* **Material provided**
-- Opening Marker --

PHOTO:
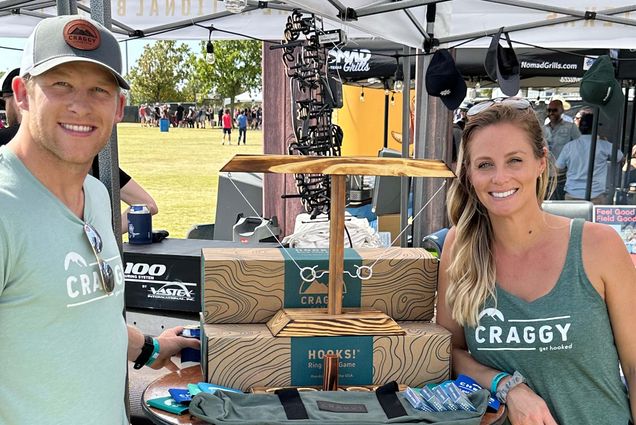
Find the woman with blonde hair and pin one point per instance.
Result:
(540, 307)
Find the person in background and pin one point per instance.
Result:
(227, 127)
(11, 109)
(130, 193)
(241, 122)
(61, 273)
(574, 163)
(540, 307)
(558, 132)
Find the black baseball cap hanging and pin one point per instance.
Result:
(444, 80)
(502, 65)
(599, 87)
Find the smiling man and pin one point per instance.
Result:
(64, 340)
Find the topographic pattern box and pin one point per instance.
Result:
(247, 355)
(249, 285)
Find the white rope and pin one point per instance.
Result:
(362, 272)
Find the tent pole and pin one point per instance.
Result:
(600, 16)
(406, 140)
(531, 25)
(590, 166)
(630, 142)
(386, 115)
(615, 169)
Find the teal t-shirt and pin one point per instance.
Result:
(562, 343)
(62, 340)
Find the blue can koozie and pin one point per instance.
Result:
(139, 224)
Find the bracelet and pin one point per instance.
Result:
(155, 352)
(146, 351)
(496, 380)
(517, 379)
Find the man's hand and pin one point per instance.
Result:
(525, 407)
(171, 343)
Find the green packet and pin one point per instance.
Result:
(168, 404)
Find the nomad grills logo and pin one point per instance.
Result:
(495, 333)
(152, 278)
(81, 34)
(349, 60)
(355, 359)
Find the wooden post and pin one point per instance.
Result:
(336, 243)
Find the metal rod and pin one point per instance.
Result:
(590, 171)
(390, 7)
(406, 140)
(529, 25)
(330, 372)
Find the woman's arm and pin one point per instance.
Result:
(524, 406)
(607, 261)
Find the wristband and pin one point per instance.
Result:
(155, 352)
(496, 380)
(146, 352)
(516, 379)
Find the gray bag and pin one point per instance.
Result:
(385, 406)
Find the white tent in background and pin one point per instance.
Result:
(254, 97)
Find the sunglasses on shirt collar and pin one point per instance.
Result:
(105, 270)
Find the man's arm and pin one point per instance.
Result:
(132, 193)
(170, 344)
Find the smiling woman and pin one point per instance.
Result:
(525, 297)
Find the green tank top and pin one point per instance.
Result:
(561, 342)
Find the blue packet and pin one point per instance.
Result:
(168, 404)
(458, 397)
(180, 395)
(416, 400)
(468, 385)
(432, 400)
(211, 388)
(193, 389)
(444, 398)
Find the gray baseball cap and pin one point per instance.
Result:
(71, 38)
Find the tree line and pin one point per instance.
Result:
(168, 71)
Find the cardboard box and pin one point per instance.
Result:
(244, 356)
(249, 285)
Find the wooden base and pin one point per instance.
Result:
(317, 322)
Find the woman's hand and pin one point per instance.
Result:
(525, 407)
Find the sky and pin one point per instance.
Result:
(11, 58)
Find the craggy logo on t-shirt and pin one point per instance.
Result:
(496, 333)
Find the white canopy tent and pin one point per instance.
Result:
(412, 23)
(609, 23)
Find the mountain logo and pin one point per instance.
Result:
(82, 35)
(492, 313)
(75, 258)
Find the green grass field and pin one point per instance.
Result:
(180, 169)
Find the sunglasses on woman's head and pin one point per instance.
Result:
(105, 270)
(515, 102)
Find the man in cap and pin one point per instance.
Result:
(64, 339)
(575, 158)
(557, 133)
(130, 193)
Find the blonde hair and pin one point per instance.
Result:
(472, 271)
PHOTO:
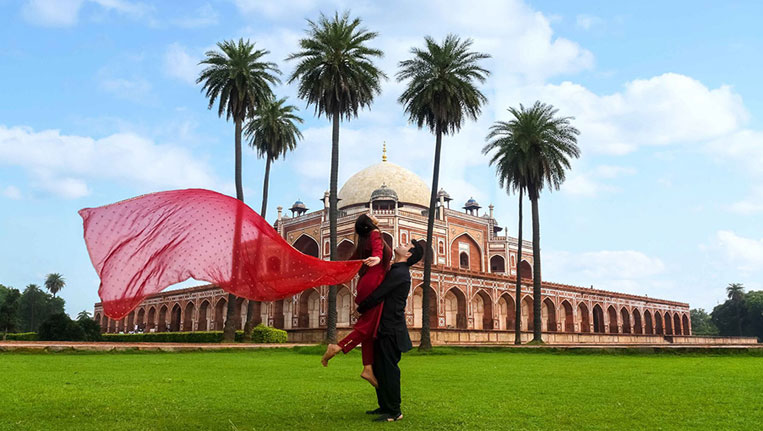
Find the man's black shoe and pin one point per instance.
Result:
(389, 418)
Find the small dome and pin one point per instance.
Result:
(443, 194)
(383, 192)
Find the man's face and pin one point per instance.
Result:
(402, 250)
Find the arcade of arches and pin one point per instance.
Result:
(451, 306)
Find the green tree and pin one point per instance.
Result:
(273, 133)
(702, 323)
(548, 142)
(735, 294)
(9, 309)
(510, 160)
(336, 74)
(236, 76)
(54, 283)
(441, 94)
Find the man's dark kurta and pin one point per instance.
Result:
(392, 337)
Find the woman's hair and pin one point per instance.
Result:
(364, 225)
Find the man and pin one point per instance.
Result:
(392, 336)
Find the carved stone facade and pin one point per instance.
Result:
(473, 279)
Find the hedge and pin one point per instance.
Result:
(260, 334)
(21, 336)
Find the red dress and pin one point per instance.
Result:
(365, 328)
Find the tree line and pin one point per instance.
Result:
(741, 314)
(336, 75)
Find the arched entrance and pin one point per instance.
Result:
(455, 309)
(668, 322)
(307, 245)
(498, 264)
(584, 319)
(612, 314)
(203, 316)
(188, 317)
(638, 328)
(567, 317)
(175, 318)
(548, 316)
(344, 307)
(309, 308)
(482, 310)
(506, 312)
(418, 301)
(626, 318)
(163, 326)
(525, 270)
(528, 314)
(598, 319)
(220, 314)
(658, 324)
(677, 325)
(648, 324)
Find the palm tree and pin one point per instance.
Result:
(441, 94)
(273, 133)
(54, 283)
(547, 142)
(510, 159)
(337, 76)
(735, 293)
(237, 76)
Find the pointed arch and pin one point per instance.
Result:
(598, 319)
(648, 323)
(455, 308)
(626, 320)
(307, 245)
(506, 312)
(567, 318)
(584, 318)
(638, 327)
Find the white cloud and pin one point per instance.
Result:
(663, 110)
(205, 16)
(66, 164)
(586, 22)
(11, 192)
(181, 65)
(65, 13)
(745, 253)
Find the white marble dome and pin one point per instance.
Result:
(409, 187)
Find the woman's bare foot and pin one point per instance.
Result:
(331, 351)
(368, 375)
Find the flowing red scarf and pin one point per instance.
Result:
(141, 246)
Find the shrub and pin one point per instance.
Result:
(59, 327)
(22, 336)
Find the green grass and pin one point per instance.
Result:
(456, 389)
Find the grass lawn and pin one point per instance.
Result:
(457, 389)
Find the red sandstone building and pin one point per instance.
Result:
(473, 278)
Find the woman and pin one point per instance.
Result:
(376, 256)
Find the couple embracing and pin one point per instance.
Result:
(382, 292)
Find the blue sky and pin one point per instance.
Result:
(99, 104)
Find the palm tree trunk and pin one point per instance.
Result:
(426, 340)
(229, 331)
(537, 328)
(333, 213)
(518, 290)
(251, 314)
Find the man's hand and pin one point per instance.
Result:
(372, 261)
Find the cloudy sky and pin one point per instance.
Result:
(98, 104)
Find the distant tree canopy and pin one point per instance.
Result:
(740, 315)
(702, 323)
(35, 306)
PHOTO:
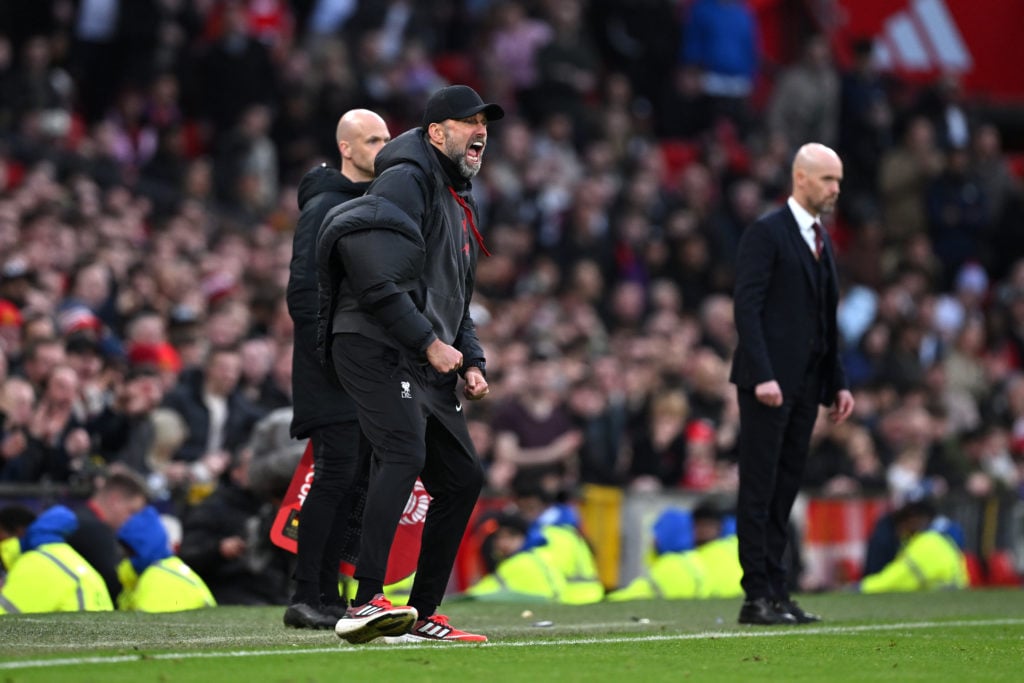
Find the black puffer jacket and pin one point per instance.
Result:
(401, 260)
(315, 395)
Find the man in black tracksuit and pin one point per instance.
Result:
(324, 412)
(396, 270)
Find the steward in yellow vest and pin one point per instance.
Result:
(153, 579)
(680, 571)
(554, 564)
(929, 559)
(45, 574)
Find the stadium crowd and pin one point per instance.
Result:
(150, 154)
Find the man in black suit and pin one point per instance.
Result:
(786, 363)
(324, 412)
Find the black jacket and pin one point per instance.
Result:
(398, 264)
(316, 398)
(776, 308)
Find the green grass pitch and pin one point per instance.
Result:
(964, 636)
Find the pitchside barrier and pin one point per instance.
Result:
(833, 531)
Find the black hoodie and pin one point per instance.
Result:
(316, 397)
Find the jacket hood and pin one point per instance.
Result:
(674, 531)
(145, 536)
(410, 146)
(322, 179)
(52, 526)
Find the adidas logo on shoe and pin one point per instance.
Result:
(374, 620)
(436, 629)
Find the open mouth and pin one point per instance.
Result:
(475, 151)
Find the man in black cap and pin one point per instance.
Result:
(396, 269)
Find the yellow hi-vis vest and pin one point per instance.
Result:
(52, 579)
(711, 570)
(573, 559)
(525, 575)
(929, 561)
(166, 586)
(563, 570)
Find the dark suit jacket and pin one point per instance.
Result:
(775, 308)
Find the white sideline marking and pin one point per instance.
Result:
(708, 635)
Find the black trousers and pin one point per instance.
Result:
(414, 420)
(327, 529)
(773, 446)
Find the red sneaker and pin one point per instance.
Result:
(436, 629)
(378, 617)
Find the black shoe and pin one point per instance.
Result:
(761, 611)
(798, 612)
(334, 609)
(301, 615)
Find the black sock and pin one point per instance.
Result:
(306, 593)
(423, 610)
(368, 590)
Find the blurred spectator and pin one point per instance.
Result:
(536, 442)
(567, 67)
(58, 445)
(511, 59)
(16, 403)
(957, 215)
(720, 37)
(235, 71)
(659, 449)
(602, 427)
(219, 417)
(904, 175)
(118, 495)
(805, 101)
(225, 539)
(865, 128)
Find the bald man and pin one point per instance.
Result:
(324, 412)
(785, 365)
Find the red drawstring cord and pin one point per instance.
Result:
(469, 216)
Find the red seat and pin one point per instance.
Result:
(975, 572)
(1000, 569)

-- Closing Marker --

* **Brief**
From the data above, return only the lines starting at the line that holds "Find the woman and" and ending at the line that holds "Find the stadium", word for word and without pictures.

* **Answer section**
Find the woman and pin one point per instance.
Result:
(376, 256)
Find the couple embracing and pin one point per instance.
Result:
(382, 292)
Find the blue sky and pin one point per instance.
Result:
(99, 104)
Find the palm tree trunk and pin one point per instance.
Result:
(426, 340)
(229, 331)
(537, 328)
(333, 213)
(518, 290)
(251, 314)
Find the man's hand and pin one point per instance.
Result:
(372, 261)
Find the cloudy sky and pin one point per instance.
Result:
(98, 104)
Find the distant tree canopy and pin one point per instance.
Result:
(740, 315)
(702, 323)
(35, 306)
PHOTO:
Find the black puffer jacket and pin one point per instance.
Result:
(401, 260)
(315, 395)
Find the man in black tracksuit and pin one point per instance.
Result:
(324, 412)
(396, 270)
Find the steward in yellow vest and pin one point per instance.
Result:
(153, 579)
(680, 571)
(554, 564)
(929, 559)
(45, 574)
Find the stadium crowd and pin one point per instance.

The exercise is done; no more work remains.